▸ **Selected excerpt**:

------------------------------------------------

Osmosis and Cell Volume

Overview

This lecture covers the principles of osmosis, osmotic pressure, and tonicity, detailing how solute concentration and membrane permeability affect water movement and cell volume.

Osmosis and Key Concepts

• Osmosis is the flow of water across a semi-permeable membrane due to a solute concentration difference.
• A solute is the substance dissolved (e.g., sugar); the solvent is the liquid that does the dissolving (e.g., coffee).
• A semi-permeable membrane only allows water to move, not solutes.
• Osmosis moves water from low solute concentration (high water concentration) to high solute concentration (low water concentration).
• The driving force for osmosis is the pressure difference (osmotic pressure), not just water concentration.

Osmotic Pressure

• Osmotic pressure: the pressure needed to stop water movement across a membrane due to solute concentration.
• For each mOsm (milliosmole) of impermeable solute, osmotic pressure increases by 19.3 mm Hg.
• Human intracellular osmolarity is about 280-300 mOsm/L; pure water exposure would generate over 5400 mm Hg pressure.
• It's essential to maintain correct electrolyte levels for proper osmotic pressure.

Osmolarity and Osmolality

• Osmotic pressure depends on the number of solute particles per unit volume, not their mass.
• Osmolarity = g × c, where g is the number of particles per mole and c is the concentration.
• Glucose (g=1), NaCl (g=2), CaCl₂ (g=3); thus, 50 mmol/L NaCl has double the osmolarity of 50 mmol/L glucose.
• Osmolality is similar but uses kg of solvent instead of L of solution.

Tonicity and Effects on Cells

• Tonicity refers to how a solution affects cell volume based on membrane permeability to solutes.
• Isotonic solution: osmolarity equal to the cell's (no net water movement, no volume change).
• Hypertonic solution: higher osmolarity than the cell (water leaves cell, cell shrinks).
• Hypotonic solution: lower osmolarity than the cell (water enters cell, cell swells).
• Tonicity differs from osmolarity—depends on whether solute can cross the membrane (e.g., urea vs. sucrose).
• Urea can cross membranes, so even if osmolarity is equal, urea solutions can be hypotonic, causing cell swelling and lysis.

Effects of Tonicity on Red Blood Cells

• Isotonic—normal cell shape.
• Hypertonic—cell shrinks and spikes.
• Hypotonic—cell swells, may burst (lysis).

Key Terms & Definitions

• Osmosis — water movement across a semi-permeable membrane due to solute differences.
• Solute — substance dissolved in solvent.
• Solvent — liquid in which solute is dissolved.
• Osmotic Pressure — pressure created by solute concentration difference across a membrane.
• Osmolarity — concentration of osmotically active particles per liter of solution.
• Osmolality — concentration of osmotic particles per kilogram of solvent.
• Tonicity — ability of a solution to change cell volume depending on solute permeability.
• Isotonic — solution with same osmolarity as cell; no volume change.
• Hypertonic — higher osmolarity; cell shrinks.
• Hypotonic — lower osmolarity; cell swells.

Action Items / Next Steps

• Review the definitions and differences between osmolarity, osmolality, and tonicity.
• Practice identifying the effect of different solutions on cell volume.
• Prepare for questions about scenarios involving membrane permeability and solution effects on cells.

------------------------------------------------

▸ **Listed records**:
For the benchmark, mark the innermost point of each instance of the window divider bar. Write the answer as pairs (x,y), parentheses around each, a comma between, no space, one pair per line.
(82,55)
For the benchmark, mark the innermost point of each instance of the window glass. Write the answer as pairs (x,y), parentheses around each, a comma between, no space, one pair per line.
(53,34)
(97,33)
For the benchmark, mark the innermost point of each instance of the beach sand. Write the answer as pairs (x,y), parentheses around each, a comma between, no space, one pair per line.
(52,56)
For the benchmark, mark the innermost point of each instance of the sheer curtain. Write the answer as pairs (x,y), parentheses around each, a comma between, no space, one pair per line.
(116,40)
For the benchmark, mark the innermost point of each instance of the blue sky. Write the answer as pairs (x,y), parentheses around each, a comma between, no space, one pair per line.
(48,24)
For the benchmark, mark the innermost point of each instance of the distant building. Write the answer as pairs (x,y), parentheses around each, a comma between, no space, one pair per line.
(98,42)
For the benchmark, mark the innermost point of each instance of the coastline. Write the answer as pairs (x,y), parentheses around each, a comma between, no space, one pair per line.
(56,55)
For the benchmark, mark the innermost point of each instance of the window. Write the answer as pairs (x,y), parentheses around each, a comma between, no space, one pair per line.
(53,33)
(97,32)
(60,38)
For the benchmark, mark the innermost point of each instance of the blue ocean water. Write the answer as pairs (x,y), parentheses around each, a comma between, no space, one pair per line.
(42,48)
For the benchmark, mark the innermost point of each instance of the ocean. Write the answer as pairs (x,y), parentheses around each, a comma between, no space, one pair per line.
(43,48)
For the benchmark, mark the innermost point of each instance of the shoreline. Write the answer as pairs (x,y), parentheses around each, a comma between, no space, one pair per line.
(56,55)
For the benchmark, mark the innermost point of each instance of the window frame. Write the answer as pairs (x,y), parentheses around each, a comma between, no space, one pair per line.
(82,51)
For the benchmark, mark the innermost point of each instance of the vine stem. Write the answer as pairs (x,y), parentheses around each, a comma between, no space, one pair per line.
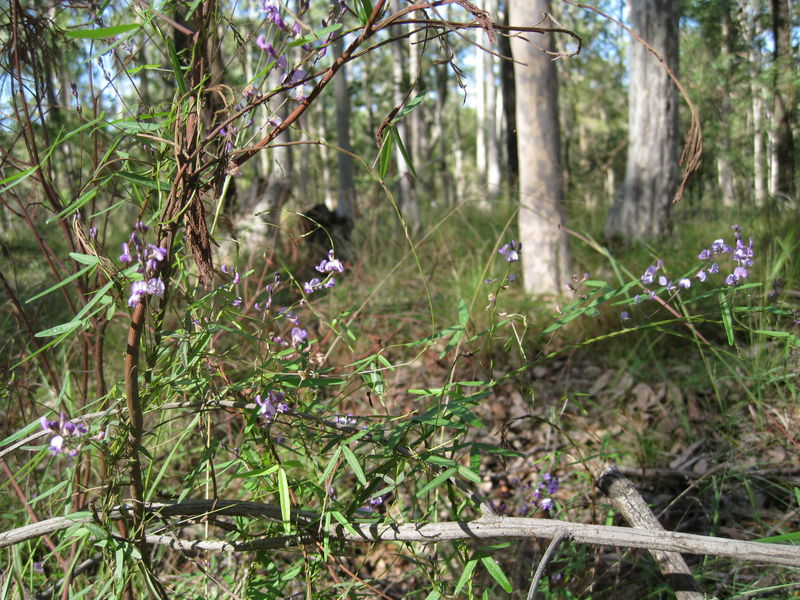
(136,421)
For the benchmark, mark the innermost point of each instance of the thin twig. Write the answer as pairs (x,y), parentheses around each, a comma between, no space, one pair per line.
(548,554)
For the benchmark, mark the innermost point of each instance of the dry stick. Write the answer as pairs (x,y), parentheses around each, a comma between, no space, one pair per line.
(136,421)
(501,527)
(629,502)
(548,554)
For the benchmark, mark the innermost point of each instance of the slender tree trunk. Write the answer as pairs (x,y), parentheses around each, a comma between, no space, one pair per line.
(480,109)
(406,198)
(748,26)
(492,149)
(544,243)
(725,177)
(642,208)
(784,101)
(509,103)
(345,207)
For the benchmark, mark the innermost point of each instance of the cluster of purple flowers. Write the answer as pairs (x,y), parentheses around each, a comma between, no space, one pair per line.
(65,431)
(235,278)
(326,267)
(149,257)
(511,250)
(742,255)
(270,405)
(533,498)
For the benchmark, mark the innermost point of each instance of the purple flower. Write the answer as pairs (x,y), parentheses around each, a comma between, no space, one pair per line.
(510,251)
(138,289)
(125,257)
(650,273)
(330,265)
(56,444)
(294,78)
(299,337)
(309,287)
(740,273)
(271,405)
(550,482)
(272,12)
(719,247)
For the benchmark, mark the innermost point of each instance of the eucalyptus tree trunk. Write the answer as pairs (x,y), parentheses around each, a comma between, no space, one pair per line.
(345,207)
(725,176)
(406,199)
(642,207)
(492,148)
(544,243)
(748,26)
(509,102)
(785,95)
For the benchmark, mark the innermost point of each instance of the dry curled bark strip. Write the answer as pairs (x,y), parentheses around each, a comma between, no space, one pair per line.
(629,502)
(498,527)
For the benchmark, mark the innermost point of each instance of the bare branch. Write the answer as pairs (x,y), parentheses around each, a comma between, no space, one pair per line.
(497,527)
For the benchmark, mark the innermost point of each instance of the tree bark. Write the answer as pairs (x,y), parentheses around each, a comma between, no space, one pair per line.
(642,207)
(509,103)
(784,101)
(406,199)
(492,149)
(345,207)
(544,243)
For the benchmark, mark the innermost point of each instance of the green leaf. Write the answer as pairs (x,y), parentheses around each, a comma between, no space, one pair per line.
(496,572)
(353,462)
(61,283)
(319,34)
(148,182)
(84,259)
(343,522)
(403,151)
(100,33)
(385,156)
(59,329)
(331,464)
(463,313)
(465,575)
(410,106)
(469,474)
(258,472)
(286,503)
(437,481)
(364,10)
(177,69)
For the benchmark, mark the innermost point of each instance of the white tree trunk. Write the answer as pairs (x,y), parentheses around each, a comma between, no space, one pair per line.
(406,199)
(345,207)
(544,242)
(642,207)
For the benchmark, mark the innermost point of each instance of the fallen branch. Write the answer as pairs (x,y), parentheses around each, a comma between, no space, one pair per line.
(497,527)
(629,502)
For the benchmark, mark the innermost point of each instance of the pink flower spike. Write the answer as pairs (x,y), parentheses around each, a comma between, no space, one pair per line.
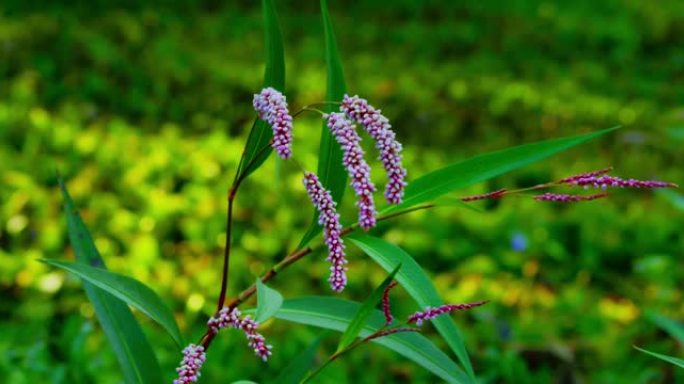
(430,313)
(271,106)
(231,318)
(386,310)
(564,198)
(606,181)
(490,195)
(189,369)
(332,229)
(391,331)
(572,179)
(379,128)
(357,168)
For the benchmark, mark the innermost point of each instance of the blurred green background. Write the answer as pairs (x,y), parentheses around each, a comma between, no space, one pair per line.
(144,108)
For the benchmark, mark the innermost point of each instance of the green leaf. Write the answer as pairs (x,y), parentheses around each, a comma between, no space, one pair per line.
(669,359)
(364,312)
(134,353)
(331,172)
(129,290)
(300,365)
(268,302)
(674,328)
(418,285)
(484,167)
(336,314)
(257,148)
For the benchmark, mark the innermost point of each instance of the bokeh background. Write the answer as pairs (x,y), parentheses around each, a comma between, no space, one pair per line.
(144,109)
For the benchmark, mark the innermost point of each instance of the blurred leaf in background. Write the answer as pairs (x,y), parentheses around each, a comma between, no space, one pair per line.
(146,109)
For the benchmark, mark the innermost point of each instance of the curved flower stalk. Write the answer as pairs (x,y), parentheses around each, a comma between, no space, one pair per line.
(357,168)
(565,198)
(189,370)
(430,313)
(272,108)
(332,229)
(386,309)
(600,179)
(231,318)
(379,128)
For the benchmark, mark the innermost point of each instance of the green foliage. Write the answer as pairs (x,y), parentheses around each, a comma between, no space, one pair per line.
(414,279)
(268,302)
(128,290)
(365,311)
(146,109)
(330,172)
(337,314)
(483,167)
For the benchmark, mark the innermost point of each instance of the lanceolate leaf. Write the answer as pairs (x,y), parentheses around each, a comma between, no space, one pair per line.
(484,167)
(674,328)
(336,314)
(418,285)
(133,351)
(129,290)
(670,359)
(257,148)
(300,365)
(366,310)
(330,169)
(268,302)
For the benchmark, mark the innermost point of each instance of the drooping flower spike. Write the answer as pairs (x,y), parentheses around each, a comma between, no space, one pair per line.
(332,229)
(359,172)
(587,175)
(600,179)
(379,128)
(612,181)
(430,313)
(565,198)
(231,318)
(271,106)
(386,310)
(189,369)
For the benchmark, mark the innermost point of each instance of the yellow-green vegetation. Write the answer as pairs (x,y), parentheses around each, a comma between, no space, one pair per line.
(144,110)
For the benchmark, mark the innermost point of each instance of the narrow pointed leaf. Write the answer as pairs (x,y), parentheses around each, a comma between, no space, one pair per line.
(129,290)
(133,351)
(484,167)
(670,359)
(365,311)
(257,148)
(418,285)
(268,302)
(331,172)
(674,328)
(300,365)
(336,314)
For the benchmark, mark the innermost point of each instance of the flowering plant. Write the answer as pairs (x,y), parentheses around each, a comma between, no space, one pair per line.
(346,119)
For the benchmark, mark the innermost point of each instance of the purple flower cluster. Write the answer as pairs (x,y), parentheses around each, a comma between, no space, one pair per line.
(386,310)
(430,313)
(565,198)
(489,195)
(231,318)
(272,108)
(189,370)
(332,229)
(600,179)
(357,168)
(588,175)
(379,128)
(606,181)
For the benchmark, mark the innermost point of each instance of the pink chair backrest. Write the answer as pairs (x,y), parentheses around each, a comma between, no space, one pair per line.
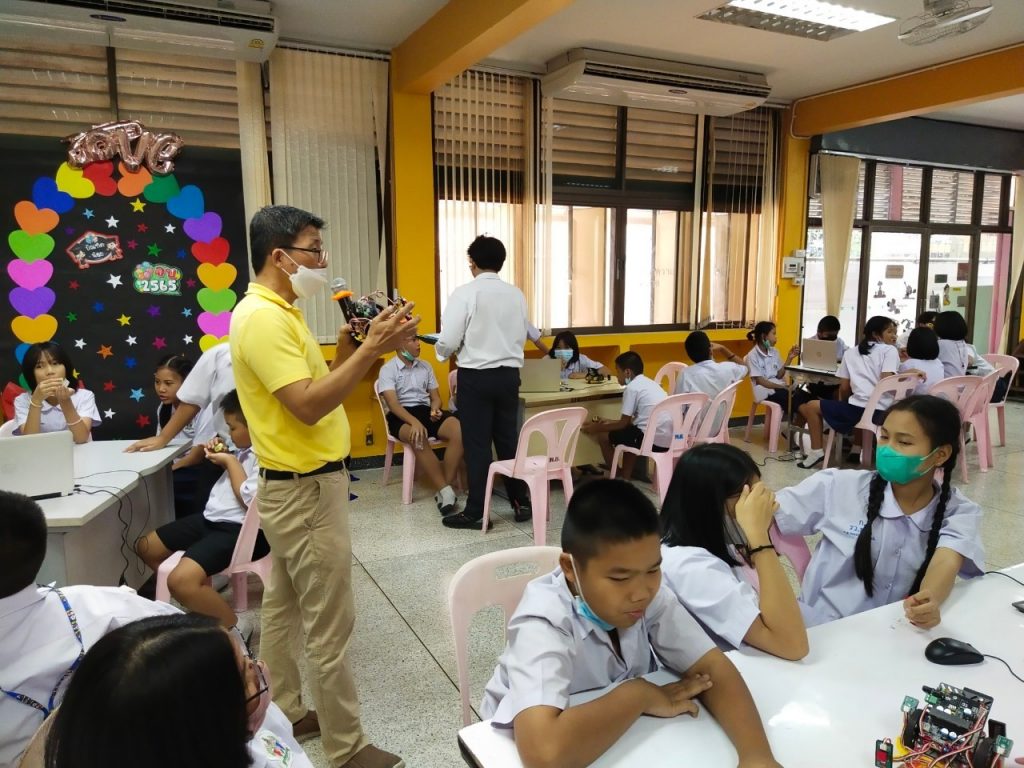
(478,585)
(560,429)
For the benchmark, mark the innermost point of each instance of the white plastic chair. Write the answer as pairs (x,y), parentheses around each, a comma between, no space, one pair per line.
(670,371)
(899,386)
(477,585)
(242,563)
(683,410)
(1004,364)
(560,429)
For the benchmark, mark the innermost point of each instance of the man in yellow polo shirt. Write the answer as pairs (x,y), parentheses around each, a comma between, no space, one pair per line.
(301,437)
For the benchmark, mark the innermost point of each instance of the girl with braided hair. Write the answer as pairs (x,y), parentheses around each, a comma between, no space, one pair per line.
(895,534)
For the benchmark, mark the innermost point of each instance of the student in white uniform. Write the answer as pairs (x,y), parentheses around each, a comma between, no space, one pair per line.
(715,519)
(411,392)
(576,365)
(50,404)
(603,617)
(639,398)
(891,535)
(862,368)
(167,691)
(923,357)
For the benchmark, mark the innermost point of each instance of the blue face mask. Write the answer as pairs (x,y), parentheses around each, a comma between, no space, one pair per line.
(899,468)
(581,603)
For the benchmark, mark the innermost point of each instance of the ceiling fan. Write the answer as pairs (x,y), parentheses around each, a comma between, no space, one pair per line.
(943,18)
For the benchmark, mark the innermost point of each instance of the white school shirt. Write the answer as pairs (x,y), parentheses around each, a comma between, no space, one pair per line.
(834,502)
(765,366)
(864,372)
(718,596)
(411,382)
(51,418)
(639,398)
(954,356)
(553,652)
(483,325)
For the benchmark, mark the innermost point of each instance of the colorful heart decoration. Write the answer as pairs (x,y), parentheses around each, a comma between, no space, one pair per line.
(35,220)
(73,181)
(211,253)
(34,330)
(30,274)
(33,303)
(30,247)
(46,195)
(217,276)
(204,228)
(101,176)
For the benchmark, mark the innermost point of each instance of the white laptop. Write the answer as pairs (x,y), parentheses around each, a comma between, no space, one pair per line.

------------------------------------------------

▸ **Action item A**: Return the part of the osmosis lecture notes from "This lecture covers" up to and including "move, not solutes.", copied word for word.
▸ **Action item B**: According to the osmosis lecture notes, how much does osmotic pressure increase for each mOsm of impermeable solute?

▸ **Task output A**:
This lecture covers the principles of osmosis, osmotic pressure, and tonicity, detailing how solute concentration and membrane permeability affect water movement and cell volume.

Osmosis and Key Concepts

• Osmosis is the flow of water across a semi-permeable membrane due to a solute concentration difference.
• A solute is the substance dissolved (e.g., sugar); the solvent is the liquid that does the dissolving (e.g., coffee).
• A semi-permeable membrane only allows water to move, not solutes.

▸ **Task output B**: It increases by 19.3 mm Hg.